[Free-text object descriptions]

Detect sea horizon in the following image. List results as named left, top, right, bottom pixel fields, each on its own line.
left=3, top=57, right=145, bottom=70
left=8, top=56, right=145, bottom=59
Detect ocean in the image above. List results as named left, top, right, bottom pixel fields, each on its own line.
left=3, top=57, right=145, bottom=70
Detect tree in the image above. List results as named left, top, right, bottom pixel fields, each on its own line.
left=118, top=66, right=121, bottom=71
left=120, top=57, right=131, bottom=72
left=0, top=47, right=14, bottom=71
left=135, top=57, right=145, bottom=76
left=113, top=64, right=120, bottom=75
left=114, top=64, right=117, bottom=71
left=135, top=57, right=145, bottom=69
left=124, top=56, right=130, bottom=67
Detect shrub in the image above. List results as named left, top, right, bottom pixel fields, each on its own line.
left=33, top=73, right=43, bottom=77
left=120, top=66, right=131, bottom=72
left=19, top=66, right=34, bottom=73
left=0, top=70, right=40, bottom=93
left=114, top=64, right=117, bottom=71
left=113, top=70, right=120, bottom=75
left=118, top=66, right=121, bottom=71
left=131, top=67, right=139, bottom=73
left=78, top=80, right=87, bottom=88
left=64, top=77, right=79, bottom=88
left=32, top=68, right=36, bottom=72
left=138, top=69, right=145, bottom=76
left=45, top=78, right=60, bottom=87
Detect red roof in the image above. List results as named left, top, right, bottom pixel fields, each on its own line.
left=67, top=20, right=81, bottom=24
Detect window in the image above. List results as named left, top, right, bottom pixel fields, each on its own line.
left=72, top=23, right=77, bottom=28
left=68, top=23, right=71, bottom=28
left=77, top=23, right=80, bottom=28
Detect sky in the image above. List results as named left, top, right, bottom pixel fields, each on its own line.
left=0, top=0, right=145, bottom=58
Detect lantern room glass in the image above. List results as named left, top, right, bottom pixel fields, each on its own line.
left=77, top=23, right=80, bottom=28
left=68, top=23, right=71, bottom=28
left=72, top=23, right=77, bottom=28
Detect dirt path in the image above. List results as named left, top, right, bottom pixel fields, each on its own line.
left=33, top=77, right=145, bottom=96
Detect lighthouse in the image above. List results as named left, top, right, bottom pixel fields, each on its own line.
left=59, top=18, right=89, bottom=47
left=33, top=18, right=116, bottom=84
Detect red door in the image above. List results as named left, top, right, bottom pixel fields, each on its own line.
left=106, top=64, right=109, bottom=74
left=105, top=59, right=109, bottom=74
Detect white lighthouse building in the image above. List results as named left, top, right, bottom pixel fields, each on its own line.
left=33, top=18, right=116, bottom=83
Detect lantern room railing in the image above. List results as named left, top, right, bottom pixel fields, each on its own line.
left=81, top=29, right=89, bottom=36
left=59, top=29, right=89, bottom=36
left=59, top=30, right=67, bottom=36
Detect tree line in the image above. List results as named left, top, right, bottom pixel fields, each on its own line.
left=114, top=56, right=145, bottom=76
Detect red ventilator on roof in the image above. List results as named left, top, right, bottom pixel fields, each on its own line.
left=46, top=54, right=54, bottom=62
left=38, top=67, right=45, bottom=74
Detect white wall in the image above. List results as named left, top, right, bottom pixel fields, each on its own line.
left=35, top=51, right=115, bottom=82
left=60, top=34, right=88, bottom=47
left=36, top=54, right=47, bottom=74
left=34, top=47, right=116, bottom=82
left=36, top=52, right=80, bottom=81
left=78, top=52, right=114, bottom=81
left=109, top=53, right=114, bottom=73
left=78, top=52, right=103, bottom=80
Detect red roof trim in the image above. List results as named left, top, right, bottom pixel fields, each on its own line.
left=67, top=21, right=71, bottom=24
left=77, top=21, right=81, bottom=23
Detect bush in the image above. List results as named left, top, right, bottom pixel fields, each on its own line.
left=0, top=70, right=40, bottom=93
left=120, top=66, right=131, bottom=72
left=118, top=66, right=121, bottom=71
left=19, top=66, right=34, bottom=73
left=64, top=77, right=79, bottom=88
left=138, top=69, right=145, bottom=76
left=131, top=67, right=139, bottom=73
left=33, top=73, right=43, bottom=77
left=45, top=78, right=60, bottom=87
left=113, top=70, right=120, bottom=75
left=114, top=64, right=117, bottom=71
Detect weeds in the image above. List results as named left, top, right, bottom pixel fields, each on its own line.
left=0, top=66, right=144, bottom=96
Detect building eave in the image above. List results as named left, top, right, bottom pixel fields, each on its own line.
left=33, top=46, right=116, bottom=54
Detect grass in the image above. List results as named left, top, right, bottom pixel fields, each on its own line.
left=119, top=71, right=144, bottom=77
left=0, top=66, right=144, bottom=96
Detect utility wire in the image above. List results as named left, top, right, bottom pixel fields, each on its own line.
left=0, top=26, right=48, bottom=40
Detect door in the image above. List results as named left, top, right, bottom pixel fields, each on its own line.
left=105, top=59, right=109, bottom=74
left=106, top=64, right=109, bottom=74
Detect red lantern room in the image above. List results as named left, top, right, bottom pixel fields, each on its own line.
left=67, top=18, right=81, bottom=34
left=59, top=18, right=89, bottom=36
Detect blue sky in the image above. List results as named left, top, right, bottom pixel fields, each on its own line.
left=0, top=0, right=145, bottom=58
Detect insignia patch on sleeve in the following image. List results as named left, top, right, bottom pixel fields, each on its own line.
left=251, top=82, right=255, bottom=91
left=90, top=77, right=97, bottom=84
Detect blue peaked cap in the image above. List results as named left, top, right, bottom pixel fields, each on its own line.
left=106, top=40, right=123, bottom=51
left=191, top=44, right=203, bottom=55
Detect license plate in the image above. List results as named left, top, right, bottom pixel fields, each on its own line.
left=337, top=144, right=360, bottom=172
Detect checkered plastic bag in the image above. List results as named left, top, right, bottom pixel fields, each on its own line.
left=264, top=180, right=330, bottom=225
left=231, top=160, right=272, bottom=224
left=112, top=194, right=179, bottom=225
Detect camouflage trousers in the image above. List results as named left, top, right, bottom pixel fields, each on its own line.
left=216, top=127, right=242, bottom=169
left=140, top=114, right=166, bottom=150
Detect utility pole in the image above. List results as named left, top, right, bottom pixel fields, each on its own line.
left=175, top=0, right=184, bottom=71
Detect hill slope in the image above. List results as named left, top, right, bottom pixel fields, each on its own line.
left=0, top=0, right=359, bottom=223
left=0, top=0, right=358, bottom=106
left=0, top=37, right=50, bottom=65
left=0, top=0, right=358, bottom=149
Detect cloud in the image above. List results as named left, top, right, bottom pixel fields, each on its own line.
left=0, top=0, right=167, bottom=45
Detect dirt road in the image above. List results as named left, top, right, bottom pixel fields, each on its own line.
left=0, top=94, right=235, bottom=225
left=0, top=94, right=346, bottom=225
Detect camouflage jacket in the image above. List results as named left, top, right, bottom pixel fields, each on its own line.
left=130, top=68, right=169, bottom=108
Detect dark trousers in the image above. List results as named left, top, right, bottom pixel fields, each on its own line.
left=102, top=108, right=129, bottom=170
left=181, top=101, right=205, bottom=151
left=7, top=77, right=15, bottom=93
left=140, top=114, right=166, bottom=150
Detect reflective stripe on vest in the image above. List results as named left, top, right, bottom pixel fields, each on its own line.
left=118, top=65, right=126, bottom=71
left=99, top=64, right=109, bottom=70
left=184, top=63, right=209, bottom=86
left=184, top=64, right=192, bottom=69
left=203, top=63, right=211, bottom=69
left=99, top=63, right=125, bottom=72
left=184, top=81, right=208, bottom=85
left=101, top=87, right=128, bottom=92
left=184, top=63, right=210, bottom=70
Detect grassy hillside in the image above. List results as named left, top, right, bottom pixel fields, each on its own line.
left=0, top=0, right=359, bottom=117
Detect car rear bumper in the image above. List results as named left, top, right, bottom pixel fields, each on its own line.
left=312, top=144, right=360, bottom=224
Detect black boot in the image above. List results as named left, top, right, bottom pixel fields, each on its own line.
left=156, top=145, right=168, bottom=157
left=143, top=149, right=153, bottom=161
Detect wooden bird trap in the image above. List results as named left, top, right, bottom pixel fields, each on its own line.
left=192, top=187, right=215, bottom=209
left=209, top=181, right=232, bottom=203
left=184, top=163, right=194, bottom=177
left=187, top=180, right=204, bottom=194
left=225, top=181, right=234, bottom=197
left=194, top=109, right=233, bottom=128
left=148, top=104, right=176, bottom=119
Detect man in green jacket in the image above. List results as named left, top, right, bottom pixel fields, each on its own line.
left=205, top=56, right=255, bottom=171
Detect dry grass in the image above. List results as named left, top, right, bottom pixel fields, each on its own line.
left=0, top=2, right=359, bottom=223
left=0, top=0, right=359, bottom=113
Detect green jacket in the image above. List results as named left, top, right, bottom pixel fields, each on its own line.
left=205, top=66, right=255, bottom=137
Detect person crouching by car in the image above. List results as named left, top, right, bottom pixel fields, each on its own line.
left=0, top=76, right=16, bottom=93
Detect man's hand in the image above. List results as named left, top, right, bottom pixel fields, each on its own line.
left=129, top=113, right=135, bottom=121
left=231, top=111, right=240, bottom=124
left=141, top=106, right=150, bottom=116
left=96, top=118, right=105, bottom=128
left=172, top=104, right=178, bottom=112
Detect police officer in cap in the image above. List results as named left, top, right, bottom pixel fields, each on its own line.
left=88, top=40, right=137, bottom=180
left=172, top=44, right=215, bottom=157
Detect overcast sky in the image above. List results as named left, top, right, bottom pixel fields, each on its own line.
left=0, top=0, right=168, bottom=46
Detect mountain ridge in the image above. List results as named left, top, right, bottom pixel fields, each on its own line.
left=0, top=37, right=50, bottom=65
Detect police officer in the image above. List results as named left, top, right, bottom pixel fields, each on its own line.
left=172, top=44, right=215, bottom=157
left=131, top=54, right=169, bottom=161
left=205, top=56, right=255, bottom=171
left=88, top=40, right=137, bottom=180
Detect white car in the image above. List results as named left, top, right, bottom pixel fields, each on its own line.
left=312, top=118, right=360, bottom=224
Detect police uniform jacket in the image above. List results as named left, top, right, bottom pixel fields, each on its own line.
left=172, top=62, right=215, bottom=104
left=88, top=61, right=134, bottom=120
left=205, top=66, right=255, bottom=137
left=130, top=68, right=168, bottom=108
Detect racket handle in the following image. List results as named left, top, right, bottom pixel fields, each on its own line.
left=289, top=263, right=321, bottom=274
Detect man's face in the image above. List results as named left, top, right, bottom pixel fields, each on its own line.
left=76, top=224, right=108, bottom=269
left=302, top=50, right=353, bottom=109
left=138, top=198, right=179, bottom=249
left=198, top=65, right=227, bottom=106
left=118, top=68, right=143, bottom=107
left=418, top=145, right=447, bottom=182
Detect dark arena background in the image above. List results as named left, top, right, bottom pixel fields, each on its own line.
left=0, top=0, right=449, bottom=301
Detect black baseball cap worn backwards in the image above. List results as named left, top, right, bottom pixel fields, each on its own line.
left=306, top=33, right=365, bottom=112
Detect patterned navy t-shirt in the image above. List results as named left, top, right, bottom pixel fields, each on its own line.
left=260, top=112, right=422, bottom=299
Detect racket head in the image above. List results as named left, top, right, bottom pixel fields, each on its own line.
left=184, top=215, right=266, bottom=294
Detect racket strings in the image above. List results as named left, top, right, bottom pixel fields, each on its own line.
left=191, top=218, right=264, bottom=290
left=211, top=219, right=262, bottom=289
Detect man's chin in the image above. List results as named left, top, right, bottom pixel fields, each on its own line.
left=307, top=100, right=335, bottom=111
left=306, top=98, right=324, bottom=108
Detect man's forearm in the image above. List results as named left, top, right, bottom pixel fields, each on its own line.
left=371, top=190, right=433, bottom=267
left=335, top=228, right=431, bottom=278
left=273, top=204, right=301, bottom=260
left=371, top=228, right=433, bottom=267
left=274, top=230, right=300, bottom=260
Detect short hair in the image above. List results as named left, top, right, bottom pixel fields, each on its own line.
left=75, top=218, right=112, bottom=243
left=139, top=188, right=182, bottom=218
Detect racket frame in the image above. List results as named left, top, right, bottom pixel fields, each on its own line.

**What you need to do:**
The line with "Detect man's chin" and all the lines after it in the records above are to be output exactly, with nothing added.

**Exercise result:**
Detect man's chin in the image above. List results as named left, top, right, bottom pixel fields, each on its own line.
left=307, top=100, right=335, bottom=111
left=306, top=98, right=324, bottom=108
Detect man's forearm in the image above. List results as named left, top, right, bottom pixel fields, each on its own line.
left=371, top=190, right=433, bottom=267
left=335, top=228, right=431, bottom=278
left=273, top=204, right=301, bottom=260
left=371, top=228, right=433, bottom=267
left=274, top=230, right=300, bottom=260
Detect short hair in the image above. List results as named left, top, right, bottom pixel fields, each on its own line.
left=75, top=218, right=112, bottom=243
left=139, top=188, right=182, bottom=218
Detect racket frame in the image above. List results as named left, top, right, bottom pixel fields, each on its own line.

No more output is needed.